* _Available records_:
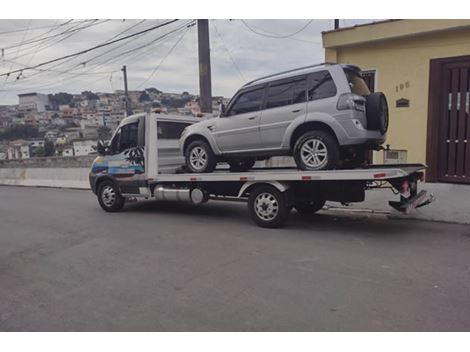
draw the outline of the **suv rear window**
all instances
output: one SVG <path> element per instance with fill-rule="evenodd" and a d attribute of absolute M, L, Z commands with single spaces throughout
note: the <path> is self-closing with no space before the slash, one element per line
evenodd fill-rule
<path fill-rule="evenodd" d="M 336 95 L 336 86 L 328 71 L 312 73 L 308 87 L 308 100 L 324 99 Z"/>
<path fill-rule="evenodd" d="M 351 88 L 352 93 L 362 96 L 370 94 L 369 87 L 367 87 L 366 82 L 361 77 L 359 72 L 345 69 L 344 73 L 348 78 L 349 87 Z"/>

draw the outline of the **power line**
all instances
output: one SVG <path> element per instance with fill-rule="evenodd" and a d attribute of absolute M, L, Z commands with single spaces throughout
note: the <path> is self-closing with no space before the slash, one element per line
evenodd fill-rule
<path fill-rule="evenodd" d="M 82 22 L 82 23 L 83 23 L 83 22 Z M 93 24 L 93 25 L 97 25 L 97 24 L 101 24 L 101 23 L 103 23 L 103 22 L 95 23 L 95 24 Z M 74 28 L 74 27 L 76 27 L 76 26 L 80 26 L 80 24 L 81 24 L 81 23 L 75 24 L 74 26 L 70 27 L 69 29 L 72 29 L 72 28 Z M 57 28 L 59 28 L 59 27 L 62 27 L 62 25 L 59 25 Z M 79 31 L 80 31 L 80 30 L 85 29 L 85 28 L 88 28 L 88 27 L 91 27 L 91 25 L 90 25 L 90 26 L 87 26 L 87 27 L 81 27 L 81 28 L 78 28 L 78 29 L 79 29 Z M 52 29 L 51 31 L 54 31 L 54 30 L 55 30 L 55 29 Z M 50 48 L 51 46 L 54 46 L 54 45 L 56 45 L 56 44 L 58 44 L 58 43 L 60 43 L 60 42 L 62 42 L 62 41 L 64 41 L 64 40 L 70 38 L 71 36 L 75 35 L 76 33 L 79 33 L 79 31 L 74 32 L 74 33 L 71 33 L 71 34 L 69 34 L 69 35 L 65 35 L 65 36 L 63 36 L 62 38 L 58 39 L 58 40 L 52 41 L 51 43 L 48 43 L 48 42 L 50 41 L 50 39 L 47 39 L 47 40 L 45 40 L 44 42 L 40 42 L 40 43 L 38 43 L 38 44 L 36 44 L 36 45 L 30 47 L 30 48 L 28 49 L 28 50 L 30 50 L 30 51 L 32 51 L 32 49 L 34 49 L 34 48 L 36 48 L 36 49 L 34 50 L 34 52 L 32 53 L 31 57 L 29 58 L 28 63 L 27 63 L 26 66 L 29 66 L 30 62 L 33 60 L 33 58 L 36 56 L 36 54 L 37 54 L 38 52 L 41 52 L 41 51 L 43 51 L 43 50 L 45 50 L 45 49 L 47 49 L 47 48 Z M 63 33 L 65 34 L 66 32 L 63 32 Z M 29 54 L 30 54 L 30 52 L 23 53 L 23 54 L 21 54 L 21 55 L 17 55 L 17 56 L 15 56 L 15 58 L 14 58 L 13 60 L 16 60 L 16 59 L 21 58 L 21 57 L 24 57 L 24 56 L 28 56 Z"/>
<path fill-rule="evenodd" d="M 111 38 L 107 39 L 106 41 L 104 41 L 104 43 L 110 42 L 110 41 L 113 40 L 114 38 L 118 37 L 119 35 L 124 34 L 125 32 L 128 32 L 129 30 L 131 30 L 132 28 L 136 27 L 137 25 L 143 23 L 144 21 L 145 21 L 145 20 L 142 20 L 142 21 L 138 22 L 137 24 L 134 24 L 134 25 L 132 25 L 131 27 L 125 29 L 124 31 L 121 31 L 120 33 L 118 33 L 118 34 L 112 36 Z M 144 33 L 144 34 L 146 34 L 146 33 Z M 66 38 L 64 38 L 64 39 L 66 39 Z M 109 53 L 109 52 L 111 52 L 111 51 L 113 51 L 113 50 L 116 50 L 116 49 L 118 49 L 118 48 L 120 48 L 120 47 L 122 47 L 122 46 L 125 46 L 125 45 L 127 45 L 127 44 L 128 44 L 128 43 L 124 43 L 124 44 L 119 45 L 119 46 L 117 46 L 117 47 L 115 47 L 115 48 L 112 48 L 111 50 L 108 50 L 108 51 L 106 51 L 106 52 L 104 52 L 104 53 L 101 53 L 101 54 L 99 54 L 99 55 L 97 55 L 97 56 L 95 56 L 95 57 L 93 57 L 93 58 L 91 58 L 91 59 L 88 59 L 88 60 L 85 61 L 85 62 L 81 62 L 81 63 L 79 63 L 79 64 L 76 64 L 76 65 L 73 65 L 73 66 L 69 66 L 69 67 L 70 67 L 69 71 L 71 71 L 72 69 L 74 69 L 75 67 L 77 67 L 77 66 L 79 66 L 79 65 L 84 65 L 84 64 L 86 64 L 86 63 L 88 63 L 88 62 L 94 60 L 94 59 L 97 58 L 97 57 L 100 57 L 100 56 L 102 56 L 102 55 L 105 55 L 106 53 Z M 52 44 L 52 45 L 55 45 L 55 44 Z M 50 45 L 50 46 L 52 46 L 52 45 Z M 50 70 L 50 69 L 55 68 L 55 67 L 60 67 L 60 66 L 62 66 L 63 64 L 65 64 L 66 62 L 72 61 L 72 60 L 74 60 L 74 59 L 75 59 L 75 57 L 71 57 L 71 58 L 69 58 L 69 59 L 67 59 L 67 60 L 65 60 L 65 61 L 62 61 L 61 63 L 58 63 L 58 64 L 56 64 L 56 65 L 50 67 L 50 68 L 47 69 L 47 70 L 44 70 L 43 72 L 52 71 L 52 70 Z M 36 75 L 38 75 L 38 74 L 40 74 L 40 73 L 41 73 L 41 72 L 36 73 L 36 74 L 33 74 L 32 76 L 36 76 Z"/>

* _Requirement_: Write out the records once more, word for word, though without the pictures they contain.

* _Answer section_:
draw the outline of the **suv rear window**
all instances
output: one SVG <path> element per instance with fill-rule="evenodd" and a d attribute of absolute M, L, Z commands with single spaces throughout
note: the <path> is self-closing with no space before the slash, one element per line
evenodd fill-rule
<path fill-rule="evenodd" d="M 336 95 L 336 86 L 328 71 L 312 73 L 308 87 L 308 100 L 324 99 Z"/>
<path fill-rule="evenodd" d="M 351 88 L 352 93 L 362 96 L 370 94 L 369 87 L 367 87 L 366 82 L 361 77 L 359 72 L 345 69 L 344 73 L 348 78 L 349 87 Z"/>

draw the outline of the **power line**
all instances
output: one SVG <path> element per instance with fill-rule="evenodd" and a d attribute of absolute M, L, Z commands with single spaces throughout
note: the <path> is self-closing with no space before the slash, one element per line
evenodd fill-rule
<path fill-rule="evenodd" d="M 82 22 L 82 23 L 83 23 L 83 22 Z M 93 24 L 93 25 L 97 25 L 97 24 L 101 24 L 101 23 L 103 23 L 103 22 L 95 23 L 95 24 Z M 74 28 L 74 27 L 76 27 L 76 26 L 80 26 L 80 24 L 81 24 L 81 23 L 75 24 L 74 26 L 70 27 L 69 29 L 72 29 L 72 28 Z M 57 28 L 59 28 L 59 27 L 62 27 L 62 25 L 59 25 Z M 79 31 L 80 31 L 80 30 L 85 29 L 85 28 L 88 28 L 88 27 L 91 27 L 91 25 L 90 25 L 90 26 L 87 26 L 87 27 L 81 27 L 81 28 L 78 28 L 78 29 L 79 29 Z M 52 29 L 51 31 L 54 31 L 54 30 L 55 30 L 55 29 Z M 50 48 L 51 46 L 54 46 L 54 45 L 56 45 L 56 44 L 58 44 L 58 43 L 60 43 L 60 42 L 62 42 L 62 41 L 64 41 L 64 40 L 70 38 L 71 36 L 75 35 L 76 33 L 79 33 L 79 31 L 74 32 L 74 33 L 71 33 L 71 34 L 69 34 L 69 35 L 65 35 L 65 36 L 63 36 L 62 38 L 58 39 L 58 40 L 52 41 L 51 43 L 48 43 L 48 42 L 50 41 L 50 39 L 47 39 L 47 40 L 45 40 L 44 42 L 40 42 L 40 43 L 38 43 L 38 44 L 36 44 L 36 45 L 30 47 L 30 48 L 28 49 L 28 50 L 30 50 L 30 51 L 32 51 L 32 49 L 34 49 L 34 48 L 36 48 L 36 49 L 34 50 L 34 52 L 32 53 L 31 57 L 29 58 L 28 63 L 27 63 L 26 66 L 29 66 L 30 62 L 33 60 L 33 58 L 36 56 L 36 54 L 37 54 L 38 52 L 41 52 L 41 51 L 43 51 L 43 50 L 45 50 L 45 49 L 47 49 L 47 48 Z M 63 33 L 65 34 L 66 32 L 63 32 Z M 29 54 L 30 54 L 30 52 L 23 53 L 23 54 L 21 54 L 21 55 L 17 55 L 17 56 L 15 56 L 15 58 L 14 58 L 13 60 L 16 60 L 16 59 L 21 58 L 21 57 L 24 57 L 24 56 L 28 56 Z"/>
<path fill-rule="evenodd" d="M 111 38 L 107 39 L 106 41 L 104 41 L 104 43 L 110 42 L 110 41 L 113 40 L 114 38 L 118 37 L 119 35 L 124 34 L 125 32 L 128 32 L 129 30 L 131 30 L 132 28 L 136 27 L 137 25 L 143 23 L 144 21 L 145 21 L 145 20 L 142 20 L 142 21 L 138 22 L 137 24 L 134 24 L 134 25 L 132 25 L 131 27 L 125 29 L 124 31 L 121 31 L 120 33 L 118 33 L 118 34 L 112 36 Z M 144 33 L 144 34 L 146 34 L 146 33 Z M 66 38 L 64 38 L 64 39 L 66 39 Z M 109 53 L 109 52 L 111 52 L 111 51 L 113 51 L 113 50 L 116 50 L 116 49 L 118 49 L 118 48 L 120 48 L 120 47 L 122 47 L 122 46 L 125 46 L 125 45 L 127 45 L 127 44 L 128 44 L 128 43 L 124 43 L 124 44 L 119 45 L 119 46 L 117 46 L 117 47 L 115 47 L 115 48 L 112 48 L 111 50 L 108 50 L 108 51 L 106 51 L 106 52 L 104 52 L 104 53 L 101 53 L 101 54 L 99 54 L 99 55 L 97 55 L 97 56 L 95 56 L 95 57 L 93 57 L 93 58 L 91 58 L 91 59 L 88 59 L 88 60 L 85 61 L 85 62 L 81 62 L 81 63 L 79 63 L 79 64 L 76 64 L 76 65 L 73 65 L 73 66 L 69 66 L 69 67 L 70 67 L 69 71 L 71 71 L 72 69 L 74 69 L 75 67 L 77 67 L 77 66 L 79 66 L 79 65 L 84 65 L 84 64 L 86 64 L 86 63 L 88 63 L 88 62 L 94 60 L 94 59 L 97 58 L 97 57 L 100 57 L 100 56 L 102 56 L 102 55 L 105 55 L 106 53 Z M 52 44 L 52 45 L 55 45 L 55 44 Z M 50 45 L 50 46 L 52 46 L 52 45 Z M 50 70 L 50 69 L 55 68 L 55 67 L 60 67 L 60 66 L 62 66 L 63 64 L 65 64 L 66 62 L 72 61 L 72 60 L 74 60 L 74 59 L 75 59 L 75 57 L 71 57 L 71 58 L 69 58 L 69 59 L 67 59 L 67 60 L 65 60 L 65 61 L 62 61 L 61 63 L 58 63 L 58 64 L 56 64 L 56 65 L 50 67 L 50 68 L 47 69 L 47 70 L 44 70 L 43 72 L 52 71 L 52 70 Z M 36 75 L 38 75 L 38 74 L 40 74 L 40 73 L 41 73 L 41 72 L 36 73 L 36 74 L 33 74 L 32 76 L 36 76 Z"/>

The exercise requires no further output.